**Texte fourni:**
• • • •

C’est une menace pour de nombreux pays du Sud dont l’agriculture nationale a été orientée vers l’exportation mettant du coup à mal la diversité de leurs produits et la biodiversité de leurs terres, effets de la monoculture qui leur a été imposée. Menace aussi pour les agricultures nationales car la concentration autour de quelques pôles d’agriculture industrielle et le contrôle par les transformateurs et les grandes chaînes alimentaires risquent de s’accentuer. Menace également de la montée du prix du pétrole qui rend le transport des marchandises plus aléatoire. Menace écologique enfin sur l’irrigation des terres par défaut d’accès suffisant à l’eau. Autrement dit, derrière cette hausse des prix, des changements structurels dans la mauvaise direction sont en cours.
Tout cela tient au fait que l’agriculture et la filière alimentaire subissent, tendanciellement, le même traitement industriel et financier que les autres activités économiques : de grandes firmes multinationales pour assurer l’agrofourniture (Monsanto, Bunge, Sugenta, ADM, Dupont, etc,) ; de grandes firmes multinationales pour la transformation agroalimentaire (Nestlé, Coca-Cola, General Mills, Kraft Foods, Unilever, Smithfield Food, etc.) ; de grandes firmes multinationales pour la grande distribution de masse (Walmart, Carrefour, Tesco, etc.).Le tout dans un marché de plus en plus international mais avec peu ou pas de protections sociales pour les paysans comme pour les travailleurs de ce secteur.

• • • •

**Annotations des contours d'objets:**
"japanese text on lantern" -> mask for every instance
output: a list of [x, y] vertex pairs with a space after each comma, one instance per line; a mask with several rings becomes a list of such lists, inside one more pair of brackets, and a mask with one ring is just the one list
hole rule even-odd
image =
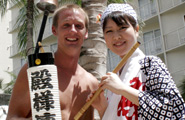
[[[53, 89], [51, 74], [48, 69], [35, 71], [31, 73], [31, 90], [34, 91], [33, 108], [39, 112], [41, 110], [49, 111], [54, 108]], [[44, 91], [38, 91], [44, 90]], [[35, 115], [36, 120], [55, 120], [55, 114], [45, 112], [43, 115]]]

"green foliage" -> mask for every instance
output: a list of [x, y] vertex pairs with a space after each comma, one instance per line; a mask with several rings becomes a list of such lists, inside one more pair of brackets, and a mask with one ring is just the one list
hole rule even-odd
[[126, 0], [108, 0], [107, 4], [110, 3], [124, 3]]

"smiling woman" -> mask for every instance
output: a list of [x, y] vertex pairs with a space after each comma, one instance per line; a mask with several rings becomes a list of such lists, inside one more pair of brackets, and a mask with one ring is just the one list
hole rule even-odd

• • • •

**Objet de l'exercice:** Recopiez fidèlement le passage du texte sur l'agriculture et les multinationales qui commence par « Tout cela tient » et se termine par « de ce secteur. ».

**Réponse attendue:**
Tout cela tient au fait que l’agriculture et la filière alimentaire subissent, tendanciellement, le même traitement industriel et financier que les autres activités économiques : de grandes firmes multinationales pour assurer l’agrofourniture (Monsanto, Bunge, Sugenta, ADM, Dupont, etc,) ; de grandes firmes multinationales pour la transformation agroalimentaire (Nestlé, Coca-Cola, General Mills, Kraft Foods, Unilever, Smithfield Food, etc.) ; de grandes firmes multinationales pour la grande distribution de masse (Walmart, Carrefour, Tesco, etc.).Le tout dans un marché de plus en plus international mais avec peu ou pas de protections sociales pour les paysans comme pour les travailleurs de ce secteur.